[[ TEXT EXCERPT open ]]

To say that a lot changed in 2020 is an understatement. But in a year marked by a global pandemic, Black Lives Matter protests and a presidential election in which the act of voting itself seemed at risk, Pittsburgh theater-maker Monteze Freeland noticed a venerable name unexpectedly popping up on social media: that of Fannie Lou Hamer.
Among younger folks, the famed Black civil rights-era champion of voting rights “was becoming an icon in a new way,” Freeland said.
When Pittsburgh voters in the 2021 Democratic primary selected St. Rep. Ed Gainey for mayor – all but assuring he’d be the first Black person to hold the office – Freeland was more convinced than ever the time was right. “It just felt like a perfect opportunity to uplift Fannie Lou Hamer.”
His vehicle is “Fannie: The Music and Life of Fannie Lou Hamer,” a 2021 stage musical by playwright Cheryl L. West. The one-woman production with live music stars Robin McGee as Hamer, delivering songs and monologues about her life.
Freeland, a co-artistic director at City Theatre, worked with the August Wilson African American Cultural Center and Pittsburgh’s DEMASKUS Theater Collective to bring the show to town. This staging was produced in partnership with Kenny Leon’s True Colors Theatre Company, in Atlanta, and Actors Theatre of Louisville, in Kentucky.
“Fannie” gets its Pittsburgh premiere at the August Wilson Center with five performances Fri., Jan. 13, through Mon., Jan. 16. The Jan. 16 show is “pay-what-you-can.”
Hamer rose to prominence from the humblest of circumstances. The youngest of 20 children in a Mississippi sharecropping family didn’t turn to activism until she was in her mid-40s. But she rapidly became one of the movement’s most effective speakers and organizers, despite police beatings and other retaliation. She might be best known for her defiant televised speech at the 1964 Democratic National Convention, blasting voter suppression and state-sanctioned violence in Mississippi.
“This woman had a sixth-grade education, was a sharecropper forever, [and] limited reading access until she made the change,” said the show’s director, Joy Vandervort-Cobb. “So change is always possible.”
Hamer's legacy had long been overlooked in favor of the male leaders whose stories have traditionally dominated accounts of the civil-rights movement, like Dr. Martin Luther King, Jr. But a revival indeed seems to be in effect, including new books about Hamer's life.
“What this woman went through and what she did, just one human being, is just remarkable,” Vandervcort-Cobb added. “It reminds you you have no right to be tired.”
She describes “Fannie” as a fast-paced, 72-minute show, replete with civil-rights songs and spirituals like “This Little Light of Mine.”
Freeland said the production is, among other things, an opportunity to tell audiences who don’t recall Hamer about her legacy. As he notes, the issue she’s most associated with – fighting voter suppression – is still very much in the news.
“The song is still continuing. We’re still singing this same song today about voting rights,” he said. “This play is just a reminder that we cannot get lazy. We cannot sit back.”

[[ TEXT EXCERPT closed ]]
[[ STORED DATA open ]]

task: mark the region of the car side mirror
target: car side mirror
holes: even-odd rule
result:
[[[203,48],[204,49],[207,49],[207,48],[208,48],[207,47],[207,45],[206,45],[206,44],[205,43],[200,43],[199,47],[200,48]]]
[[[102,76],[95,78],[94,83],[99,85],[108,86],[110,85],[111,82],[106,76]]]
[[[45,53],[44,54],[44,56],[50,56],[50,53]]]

[[ STORED DATA closed ]]

| HOW TO COMPLETE THIS TASK |
Please rewrite the part of the article about the Fannie Lou Hamer musical that opens with the words containing "When Pittsburgh voters" and closes with "Louisville, in Kentucky.", putting "theater piece" in place of "stage musical".

| WRITTEN RESPONSE |
When Pittsburgh voters in the 2021 Democratic primary selected St. Rep. Ed Gainey for mayor – all but assuring he’d be the first Black person to hold the office – Freeland was more convinced than ever the time was right. “It just felt like a perfect opportunity to uplift Fannie Lou Hamer.”
His vehicle is “Fannie: The Music and Life of Fannie Lou Hamer,” a 2021 theater piece by playwright Cheryl L. West. The one-woman production with live music stars Robin McGee as Hamer, delivering songs and monologues about her life.
Freeland, a co-artistic director at City Theatre, worked with the August Wilson African American Cultural Center and Pittsburgh’s DEMASKUS Theater Collective to bring the show to town. This staging was produced in partnership with Kenny Leon’s True Colors Theatre Company, in Atlanta, and Actors Theatre of Louisville, in Kentucky.